Given passage:
__________________________________________________

# Bike shoes - How tight should they be?



## timberstone (Feb 20, 2009)

Picked up my first pair of clipped shoes to go with the SPD XT 770 pedals. I bought the Shimano MT161G shoe. Problem is I'm not sure how they should fit and the local LBS wasn't much help.

I wear a size 12 shoe and according to the sizing chart I should be in a 46 or 47. The 46 was easily too small. The 47 fit but the left shoe is tight in the wide portion of the shoe right behind where my big toe is. The right shoe fits fine. I was told this was ok and that you want a tight fit. I bought the shoe with some hesistance. They didn't have a size 48 to try. 

I tried another shoe I think it was the 086 and that one was fine but I liked the 161g better and was told they fit people with wider feet better which I have.

__________________________________________________

Requests:
[A] Can you rewrite the bike shoe fit post from "I tried another" to "which I have.", with "high arches" in place of "wider feet"?
[B] Can you carry on the bike shoe fit post after its final sentence?

__________________________________________________

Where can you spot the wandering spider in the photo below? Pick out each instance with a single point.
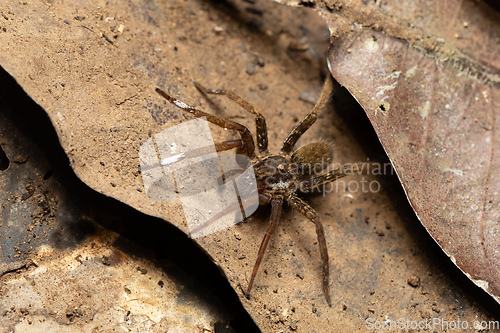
(280, 176)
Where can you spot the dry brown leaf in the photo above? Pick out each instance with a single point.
(428, 76)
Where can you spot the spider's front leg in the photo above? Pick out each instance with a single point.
(305, 209)
(246, 142)
(260, 121)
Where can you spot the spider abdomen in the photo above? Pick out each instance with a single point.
(274, 175)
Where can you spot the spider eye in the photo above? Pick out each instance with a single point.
(313, 158)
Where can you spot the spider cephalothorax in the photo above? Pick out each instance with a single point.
(280, 176)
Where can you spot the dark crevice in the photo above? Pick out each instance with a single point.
(4, 160)
(162, 242)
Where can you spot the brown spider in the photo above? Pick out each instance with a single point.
(280, 176)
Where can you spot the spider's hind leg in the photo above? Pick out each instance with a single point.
(305, 209)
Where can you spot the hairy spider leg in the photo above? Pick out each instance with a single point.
(246, 136)
(260, 120)
(310, 119)
(245, 202)
(276, 205)
(337, 173)
(303, 208)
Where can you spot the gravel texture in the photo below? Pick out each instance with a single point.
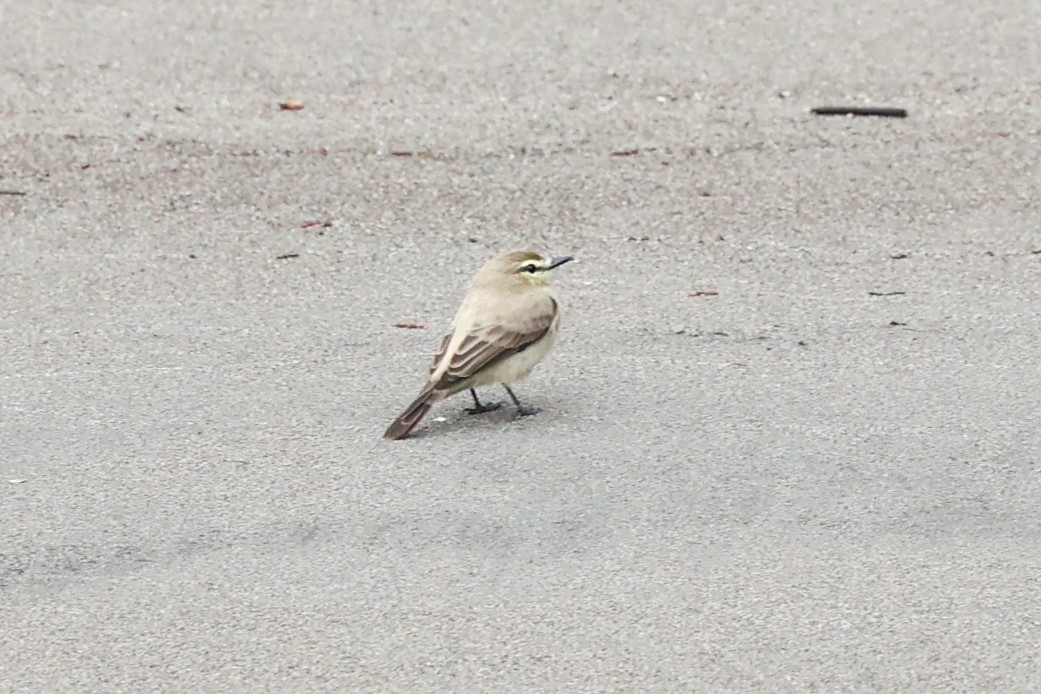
(793, 484)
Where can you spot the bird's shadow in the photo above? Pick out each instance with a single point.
(457, 419)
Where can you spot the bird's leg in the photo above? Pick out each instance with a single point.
(522, 410)
(481, 409)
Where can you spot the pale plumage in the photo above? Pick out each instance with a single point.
(506, 325)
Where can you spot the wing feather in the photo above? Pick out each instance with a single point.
(488, 344)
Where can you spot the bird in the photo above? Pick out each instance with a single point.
(506, 325)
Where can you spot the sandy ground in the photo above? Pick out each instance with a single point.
(793, 484)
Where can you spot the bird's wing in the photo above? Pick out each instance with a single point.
(486, 344)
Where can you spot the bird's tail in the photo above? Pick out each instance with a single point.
(412, 414)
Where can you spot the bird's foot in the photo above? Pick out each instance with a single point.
(481, 409)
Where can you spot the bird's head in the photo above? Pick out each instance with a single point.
(524, 266)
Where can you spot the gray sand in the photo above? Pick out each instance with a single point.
(792, 485)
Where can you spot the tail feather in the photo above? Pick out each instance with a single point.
(412, 414)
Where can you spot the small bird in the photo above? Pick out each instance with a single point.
(506, 325)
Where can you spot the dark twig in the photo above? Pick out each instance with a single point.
(860, 110)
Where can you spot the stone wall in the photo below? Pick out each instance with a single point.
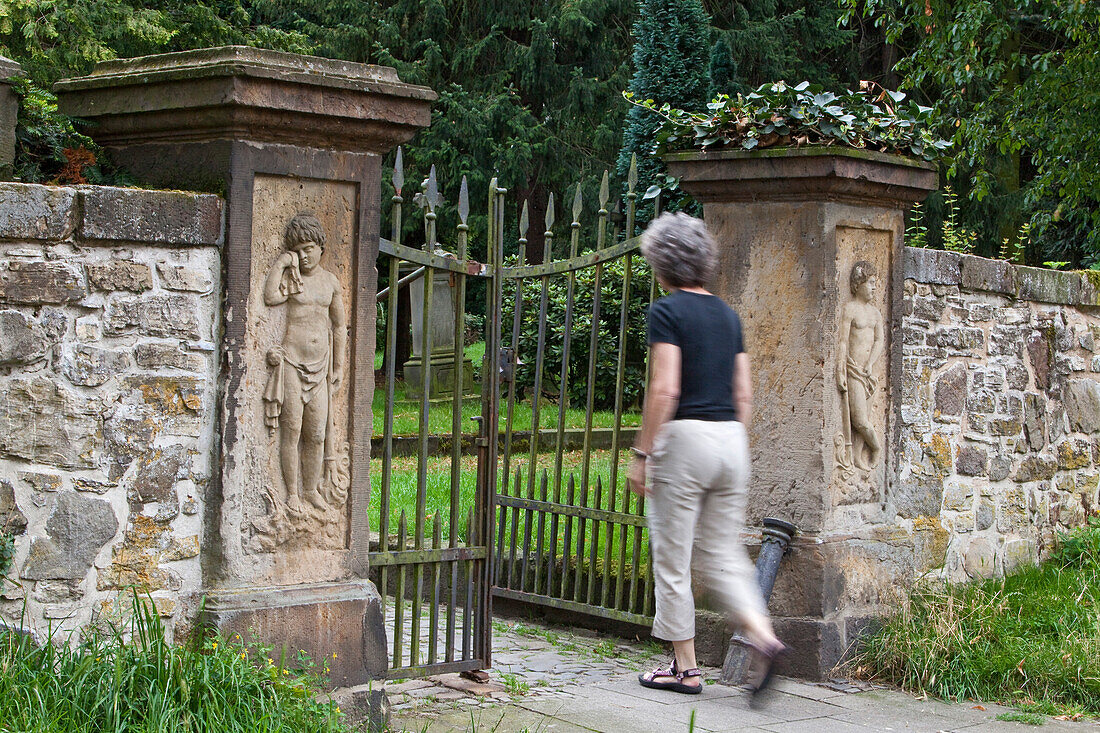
(999, 426)
(109, 314)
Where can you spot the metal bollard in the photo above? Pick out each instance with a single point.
(777, 539)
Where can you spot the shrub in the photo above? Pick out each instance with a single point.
(607, 339)
(1031, 638)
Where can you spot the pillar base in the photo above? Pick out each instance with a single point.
(339, 624)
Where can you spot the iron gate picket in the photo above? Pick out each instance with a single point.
(537, 531)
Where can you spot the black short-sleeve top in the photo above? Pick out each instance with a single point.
(708, 334)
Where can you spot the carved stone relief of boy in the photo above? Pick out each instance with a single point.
(860, 346)
(307, 369)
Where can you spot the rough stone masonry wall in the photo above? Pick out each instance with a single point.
(1000, 414)
(109, 301)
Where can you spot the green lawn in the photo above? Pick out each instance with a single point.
(438, 494)
(407, 409)
(1030, 639)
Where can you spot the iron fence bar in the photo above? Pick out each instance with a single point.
(565, 510)
(428, 556)
(580, 262)
(589, 406)
(517, 315)
(399, 597)
(537, 396)
(619, 379)
(459, 393)
(431, 260)
(567, 539)
(565, 604)
(437, 543)
(403, 282)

__________________________________________________

Responses in order:
[A]
I tried another shoe I think it was the 086 and that one was fine but I liked the 161g better and was told they fit people with high arches better which I have.

[B]
So today I want to another location and found the same 161g shoe in size 48. It does fit better for width but clearly has more toe room up front. My other concern was the ratchet buckle was in the last spot to be tight on my foot.

It was busy at the LBS so I didn't get much help with them stating what was correct. Got the deer in the headlights look. I was told to wear the 47's in the house and break them in. 

So I kept the 47 and have worn them on and off. They feel slightly better but I'm still concerned these are too tight. I also found I didn't have a lot of toe room. Probably about 1/4 - 3/8". If I remove the straps I can slide my foot a finger thickness forward that's it. 

How should the shoe fit? Do I go after the other shoe that seemed to feel and fit better? Will these stretch? I should add I was wearing cycling socks so I wasn't in thick socks. 

I'm hoping those that have been in clipped shoes can help tell me how these should fit.


----------



## funkydrum (Mar 10, 2007)

If the shoes are too tight, in addition to being uncomfortable, you risk good circulation and feet will get numb (and cold if in-climate weather).

Buy the 48 and use an insole and / or pad on the tongue of the smaller shoe to take up the extra space.


----------



## gmcttr (Oct 7, 2006)

" Will these stretch?"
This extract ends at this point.